Texto de estudio.
****
Ernest Dichter, padre de la investi­gación motivacional, preguntado en alguna oportunidad por la mejor ma­nera de hacer una buena propaganda para la Iglesia, recordó "que la descripción de elevados ideales está siempre por encima de la posibilidad de la masa", "el cielo es maravilloso pero para la mayoría de nosotros está demasiado lejos". Este hecho debe llamar la atención sobre la necesidad de no predicar cosas que por su altura y su majestad estén más allá de nuestras manitos. Se debe adecuar el mensaje de Cristo a la mentalidad de ese pobre hombre reducido por la publicidad a ser un manojo de de­seos.

Pero volviendo al negocio de la Iglesia, uno de los organismos técni­cos encargados del asunto averiguó que un dólar invertido en la Iglesia Católica de los EE.UU., tenía la mis­ma rentabilidad que uno invertido en la General Motors. Esto explica que sean los administradores, los sociólo­gos y los psicólogos y no los teólogos los que dirigen los asuntos de la Igle­sia y le imponen sus criterios. Fulton J. Sheen, que había alcanzado una cierta notoriedad televisiva, habría dicho en una oportunidad: "Por el amor de Cristo, dejen de administrar y sean buenos pastores".

Esto sucedió poco después de la úl­tima gran guerra y no cayó mal en las orejas de un público que todavía sentía el escozor de la muerte. Unos años más tarde Fulton J. Sheen había perdido su audiencia y la Iglesia lo abandonaba junto a los viejos misa­les, en algún depósito de trastos.
****
Entradas almacenadas.
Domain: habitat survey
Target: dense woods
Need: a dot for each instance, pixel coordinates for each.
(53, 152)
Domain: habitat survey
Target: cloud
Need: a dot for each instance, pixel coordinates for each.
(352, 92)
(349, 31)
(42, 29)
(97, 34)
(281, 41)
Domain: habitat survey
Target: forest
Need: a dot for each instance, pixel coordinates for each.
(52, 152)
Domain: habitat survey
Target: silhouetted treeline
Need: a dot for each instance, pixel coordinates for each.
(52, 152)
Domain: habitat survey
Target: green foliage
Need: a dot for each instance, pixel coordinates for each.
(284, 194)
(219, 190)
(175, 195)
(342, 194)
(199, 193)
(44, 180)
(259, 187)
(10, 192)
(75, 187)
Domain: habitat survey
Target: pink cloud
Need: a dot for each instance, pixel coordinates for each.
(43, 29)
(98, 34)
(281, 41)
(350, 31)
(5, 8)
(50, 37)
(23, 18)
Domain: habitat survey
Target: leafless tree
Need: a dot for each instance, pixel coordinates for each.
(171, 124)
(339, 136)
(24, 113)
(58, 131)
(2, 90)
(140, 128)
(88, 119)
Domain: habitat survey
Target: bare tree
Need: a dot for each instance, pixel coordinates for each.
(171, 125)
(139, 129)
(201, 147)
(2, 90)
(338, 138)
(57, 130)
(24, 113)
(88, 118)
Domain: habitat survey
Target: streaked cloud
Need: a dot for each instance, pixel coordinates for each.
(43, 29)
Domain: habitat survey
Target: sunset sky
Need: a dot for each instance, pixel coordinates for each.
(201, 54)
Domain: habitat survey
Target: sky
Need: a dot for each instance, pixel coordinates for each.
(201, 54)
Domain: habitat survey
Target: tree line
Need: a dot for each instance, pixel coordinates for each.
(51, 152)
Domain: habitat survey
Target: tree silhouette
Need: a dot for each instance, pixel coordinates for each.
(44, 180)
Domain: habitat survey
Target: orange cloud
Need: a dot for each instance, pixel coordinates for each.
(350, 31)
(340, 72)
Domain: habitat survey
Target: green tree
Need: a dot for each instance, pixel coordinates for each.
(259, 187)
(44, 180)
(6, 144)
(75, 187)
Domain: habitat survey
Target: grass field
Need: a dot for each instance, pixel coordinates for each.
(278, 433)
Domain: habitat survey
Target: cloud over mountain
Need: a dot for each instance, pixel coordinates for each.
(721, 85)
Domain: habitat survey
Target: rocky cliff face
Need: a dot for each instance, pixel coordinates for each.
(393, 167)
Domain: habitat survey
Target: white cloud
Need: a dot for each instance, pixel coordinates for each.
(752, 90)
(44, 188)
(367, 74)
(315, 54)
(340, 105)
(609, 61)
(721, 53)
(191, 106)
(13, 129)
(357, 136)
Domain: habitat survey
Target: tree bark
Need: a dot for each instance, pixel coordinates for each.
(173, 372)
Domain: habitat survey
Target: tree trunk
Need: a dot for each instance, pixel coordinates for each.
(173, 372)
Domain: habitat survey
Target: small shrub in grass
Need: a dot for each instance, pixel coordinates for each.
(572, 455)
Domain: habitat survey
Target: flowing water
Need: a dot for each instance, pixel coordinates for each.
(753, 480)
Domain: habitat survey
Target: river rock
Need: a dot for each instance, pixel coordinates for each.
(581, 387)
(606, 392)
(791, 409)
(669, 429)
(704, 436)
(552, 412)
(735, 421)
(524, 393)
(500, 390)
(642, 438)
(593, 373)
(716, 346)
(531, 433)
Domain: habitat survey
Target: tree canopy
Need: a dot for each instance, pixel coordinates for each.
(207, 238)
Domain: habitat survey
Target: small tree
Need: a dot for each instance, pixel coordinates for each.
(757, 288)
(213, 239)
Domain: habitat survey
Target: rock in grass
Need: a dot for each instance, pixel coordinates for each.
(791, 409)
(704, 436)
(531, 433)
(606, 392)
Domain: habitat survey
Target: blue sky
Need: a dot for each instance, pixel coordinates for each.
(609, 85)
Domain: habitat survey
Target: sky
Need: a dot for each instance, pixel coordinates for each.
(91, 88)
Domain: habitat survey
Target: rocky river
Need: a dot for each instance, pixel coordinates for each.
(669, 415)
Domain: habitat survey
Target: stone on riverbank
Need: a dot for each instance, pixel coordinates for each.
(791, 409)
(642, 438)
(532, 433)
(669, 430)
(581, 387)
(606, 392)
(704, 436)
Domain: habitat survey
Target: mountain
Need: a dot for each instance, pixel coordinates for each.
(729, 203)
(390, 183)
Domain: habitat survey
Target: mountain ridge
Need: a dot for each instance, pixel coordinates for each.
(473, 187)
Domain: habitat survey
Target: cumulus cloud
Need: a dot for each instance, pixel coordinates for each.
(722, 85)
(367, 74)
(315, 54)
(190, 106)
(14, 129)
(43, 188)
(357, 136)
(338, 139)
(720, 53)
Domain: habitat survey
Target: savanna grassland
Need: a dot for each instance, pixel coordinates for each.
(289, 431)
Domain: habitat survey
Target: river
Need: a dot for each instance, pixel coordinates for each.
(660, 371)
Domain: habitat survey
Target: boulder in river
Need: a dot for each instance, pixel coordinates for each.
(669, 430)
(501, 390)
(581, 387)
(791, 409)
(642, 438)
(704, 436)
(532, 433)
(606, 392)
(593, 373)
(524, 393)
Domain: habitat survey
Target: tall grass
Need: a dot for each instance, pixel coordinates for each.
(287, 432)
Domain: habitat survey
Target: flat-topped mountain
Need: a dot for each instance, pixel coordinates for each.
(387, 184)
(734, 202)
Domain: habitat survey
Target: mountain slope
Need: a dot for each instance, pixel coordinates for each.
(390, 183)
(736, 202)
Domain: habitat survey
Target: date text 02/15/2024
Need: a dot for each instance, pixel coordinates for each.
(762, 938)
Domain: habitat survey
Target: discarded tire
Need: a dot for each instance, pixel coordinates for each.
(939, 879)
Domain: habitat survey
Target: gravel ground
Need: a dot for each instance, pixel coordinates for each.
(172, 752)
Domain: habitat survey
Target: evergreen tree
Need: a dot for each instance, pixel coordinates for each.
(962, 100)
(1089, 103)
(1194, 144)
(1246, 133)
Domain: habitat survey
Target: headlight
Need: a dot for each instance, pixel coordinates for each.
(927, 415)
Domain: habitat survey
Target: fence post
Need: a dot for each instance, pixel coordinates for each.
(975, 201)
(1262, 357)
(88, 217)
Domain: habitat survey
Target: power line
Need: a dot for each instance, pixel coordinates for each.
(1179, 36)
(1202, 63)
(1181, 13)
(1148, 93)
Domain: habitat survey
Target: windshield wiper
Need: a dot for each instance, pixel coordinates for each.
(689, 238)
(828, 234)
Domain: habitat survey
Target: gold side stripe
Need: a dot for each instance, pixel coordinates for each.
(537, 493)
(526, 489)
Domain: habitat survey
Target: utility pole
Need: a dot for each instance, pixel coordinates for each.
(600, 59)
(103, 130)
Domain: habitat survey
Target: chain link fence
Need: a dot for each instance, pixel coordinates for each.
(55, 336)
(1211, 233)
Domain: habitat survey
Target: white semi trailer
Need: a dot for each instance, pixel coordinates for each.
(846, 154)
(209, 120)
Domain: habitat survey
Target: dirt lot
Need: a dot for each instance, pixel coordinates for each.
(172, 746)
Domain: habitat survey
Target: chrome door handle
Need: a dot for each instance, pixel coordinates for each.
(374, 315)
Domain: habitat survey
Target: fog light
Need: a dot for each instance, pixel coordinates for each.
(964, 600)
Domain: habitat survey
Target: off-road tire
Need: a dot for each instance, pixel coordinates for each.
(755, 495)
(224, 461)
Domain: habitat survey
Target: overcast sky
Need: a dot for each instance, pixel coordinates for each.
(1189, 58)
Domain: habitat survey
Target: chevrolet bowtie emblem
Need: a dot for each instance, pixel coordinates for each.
****
Consignas del ejercicio.
1. Responde estas preguntas sobre el texto acerca de la Iglesia:
(a) ¿A quién se presenta como padre de la investigación motivacional?
(b) ¿Con la rentabilidad de qué empresa se equiparó un dólar invertido en la Iglesia Católica de los EE.UU.?
(c) ¿Qué había alcanzado Fulton J. Sheen?
2. Devuelve sin cambios el fragmento del texto acerca de la Iglesia que se abre con las palabras "Pero volviendo al" y se cierra con "depósito de trastos.".
3. Prolonga el texto acerca de la Iglesia a partir de su última oración.

Respuestas por ítem.
1.
(a) A Ernest Dichter.
(b) Con la de la General Motors.
(c) Una cierta notoriedad televisiva.

2.
Pero volviendo al negocio de la Iglesia, uno de los organismos técni­cos encargados del asunto averiguó que un dólar invertido en la Iglesia Católica de los EE.UU., tenía la mis­ma rentabilidad que uno invertido en la General Motors. Esto explica que sean los administradores, los sociólo­gos y los psicólogos y no los teólogos los que dirigen los asuntos de la Igle­sia y le imponen sus criterios. Fulton J. Sheen, que había alcanzado una cierta notoriedad televisiva, habría dicho en una oportunidad: "Por el amor de Cristo, dejen de administrar y sean buenos pastores".

Esto sucedió poco después de la úl­tima gran guerra y no cayó mal en las orejas de un público que todavía sentía el escozor de la muerte. Unos años más tarde Fulton J. Sheen había perdido su audiencia y la Iglesia lo abandonaba junto a los viejos misa­les, en algún depósito de trastos.

3.
Francisco ha sido el primer Papa en ser recibido en el Congreso de los EE.UU. Allí se ha sentido como en su casa, pues es también, como buen modernista,  un producto del Americanismo.


Para el año 1964, poco tiempo an­tes que el Papa Pablo VI hiciera su fa­mosa visita, la Arquidiócesis de Nueva York desarrollaba un programa de construcción de inmuebles por va­lor de 90 millones de dólares. Como EE.UU. es el país de las estadísticas minuciosas, difícilmente algo pueda escapar a su control. La comparación del poder económico de la Iglesia Ca­tólica con el de la General Motors viene una y otra vez a la pluma de los periodistas que manejan cifras y ob­servan negocios. En el año 1962 la Iglesia Americana poseía 17 mil es­tablecimientos escolares, 400 casas de retiro, 920 hospitales, 460 escuelas de enfermeros, 520 periódicos. Con­taba además con 142.000 profesores encargados de la formación de 5.600.000 alumnos. Los sacerdotes al­canzaban la cifra de 51.000 y las her­manas religiosas pasaban de 180.000.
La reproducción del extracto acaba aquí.